NOTE 9 – ASSET RETIREMENT OBLIGATIONS

The change in our asset retirement obligations during the three months ended March 31, 2018 (Successor) is set forth below (in thousands, inclusive of current portion):

 

Asset retirement obligations as of January 1, 2018 (Successor)

   $ 213,101  

Liabilities settled

     (20,734

Accretion expense

     4,287  
  

 

 

 

Asset retirement obligations as of March 31, 2018 (Successor)

   $ 196,654  
  

 

 

 

NOTE 10 – INCOME TAXES

On December 22, 2017, the U.S. government enacted comprehensive tax legislation commonly referred to as the Tax Cuts and Jobs Act (the “Tax Act”). Generally effective for tax years 2018 and beyond, the Tax Act makes broad and complex changes to the Internal Revenue Code, including, but not limited to, (i) reducing the U.S. federal corporate tax rate from 35% to 21%; (ii) eliminating the corporate alternative minimum tax (“AMT”) and changing how existing AMT credits are realized; (iii) creating a new limitation on deductible interest expense; and (iv) changing rules related to uses and limitation of net operating loss carryforwards created in tax years beginning after December 31, 2017. As of March 31, 2018, we have not completed our accounting for the tax effects of enactment of the Tax Act. However, we have made a reasonable estimate of the effects on our existing deferred tax balances and recognized a provisional amount of $87.3 million to remeasure our deferred tax assets and liabilities based on the rates at which they are expected to reverse in the future, which is generally 21%. This amount is included as a component of income tax expense (benefit) from continuing operations and is fully offset by the related adjustment to our valuation allowance. We are still analyzing certain aspects of the Tax Act and refining our calculations, which could potentially affect the measurement of these balances or potentially give rise to new deferred tax amounts.

Rows from a pointing dataset:
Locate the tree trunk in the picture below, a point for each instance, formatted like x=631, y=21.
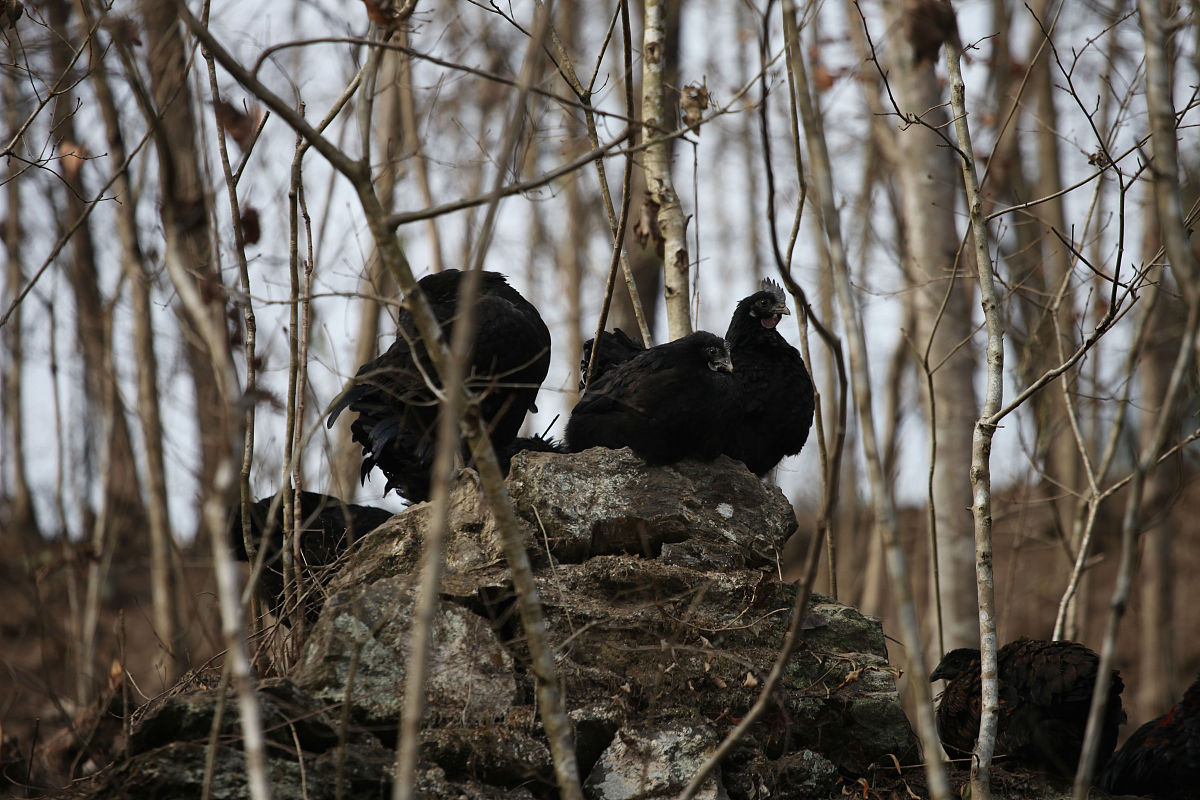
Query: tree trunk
x=123, y=499
x=928, y=176
x=186, y=212
x=17, y=511
x=163, y=605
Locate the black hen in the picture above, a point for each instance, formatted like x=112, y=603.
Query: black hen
x=1045, y=693
x=396, y=409
x=325, y=529
x=777, y=391
x=1162, y=758
x=670, y=402
x=616, y=347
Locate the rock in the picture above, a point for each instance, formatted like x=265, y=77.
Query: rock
x=364, y=632
x=693, y=513
x=803, y=775
x=655, y=761
x=305, y=746
x=661, y=602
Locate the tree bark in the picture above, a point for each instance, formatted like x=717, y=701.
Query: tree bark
x=663, y=212
x=163, y=606
x=943, y=294
x=17, y=510
x=121, y=504
x=186, y=209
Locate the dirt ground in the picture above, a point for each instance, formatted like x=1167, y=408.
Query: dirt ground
x=40, y=593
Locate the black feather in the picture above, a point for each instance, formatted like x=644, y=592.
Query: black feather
x=616, y=347
x=1162, y=758
x=777, y=391
x=1045, y=693
x=670, y=402
x=396, y=410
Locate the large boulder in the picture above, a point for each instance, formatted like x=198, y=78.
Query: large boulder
x=664, y=607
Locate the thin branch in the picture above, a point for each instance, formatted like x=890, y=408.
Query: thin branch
x=981, y=441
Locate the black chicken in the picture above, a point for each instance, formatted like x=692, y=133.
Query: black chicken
x=670, y=402
x=325, y=529
x=777, y=391
x=396, y=409
x=1162, y=758
x=1045, y=693
x=616, y=347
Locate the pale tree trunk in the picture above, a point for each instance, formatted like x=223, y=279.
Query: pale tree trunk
x=396, y=110
x=18, y=512
x=664, y=214
x=114, y=528
x=885, y=522
x=645, y=260
x=163, y=605
x=186, y=211
x=1157, y=662
x=943, y=293
x=570, y=246
x=1048, y=266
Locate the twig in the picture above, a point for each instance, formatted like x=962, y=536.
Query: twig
x=883, y=501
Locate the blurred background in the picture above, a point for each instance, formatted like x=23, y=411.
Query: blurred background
x=127, y=274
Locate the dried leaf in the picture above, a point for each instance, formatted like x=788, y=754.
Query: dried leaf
x=241, y=125
x=693, y=104
x=72, y=156
x=123, y=29
x=928, y=24
x=389, y=13
x=251, y=229
x=10, y=12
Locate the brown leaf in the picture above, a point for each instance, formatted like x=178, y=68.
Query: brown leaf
x=928, y=24
x=10, y=12
x=123, y=29
x=693, y=104
x=72, y=156
x=646, y=227
x=238, y=124
x=251, y=229
x=389, y=13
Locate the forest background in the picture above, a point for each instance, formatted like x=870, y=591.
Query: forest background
x=189, y=282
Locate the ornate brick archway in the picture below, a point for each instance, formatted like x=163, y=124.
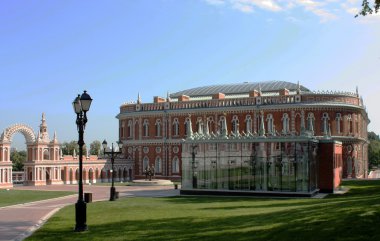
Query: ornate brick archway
x=26, y=130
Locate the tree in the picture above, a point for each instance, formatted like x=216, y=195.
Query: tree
x=69, y=147
x=374, y=154
x=373, y=149
x=367, y=9
x=95, y=147
x=18, y=158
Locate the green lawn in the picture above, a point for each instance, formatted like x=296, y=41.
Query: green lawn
x=11, y=196
x=352, y=216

◆ Tasks to perform ◆
**1)** Return the stretch of the financial notes that begins at the words "The change in" and stops after "January 1, 2018 (Successor)", copied word for word.
**2)** Take the financial notes further, continuing on from their last sentence.
The rows aren't needed here.

◆ Results of the tasks ◆
**1)**
The change in our asset retirement obligations during the three months ended March 31, 2018 (Successor) is set forth below (in thousands, inclusive of current portion):

 

Asset retirement obligations as of January 1, 2018 (Successor)

**2)**
As a result of the significant declines in commodity prices and the resulting ceiling test write-downs and net losses incurred, we determined during 2015 that it was more likely than not that a portion of our deferred tax assets will not be realized in the future. Accordingly, we established a valuation allowance against a portion of our deferred tax assets. As of March 31, 2018 (Successor), our valuation allowance totaled $127.1 million. Our assessment of the realizability of our deferred tax assets is based on the weight of all available evidence, both positive and negative, including future reversals of deferred tax liabilities.

We had a current income tax receivable of $36.3 million at December 31, 2017 (Successor), which related to expected tax refunds from the carryback of net operating losses to previous tax years. In January 2018, we received $20.1 million of the tax refund and have a current income tax receivable of $16.2 million at March 31, 2018 (Successor).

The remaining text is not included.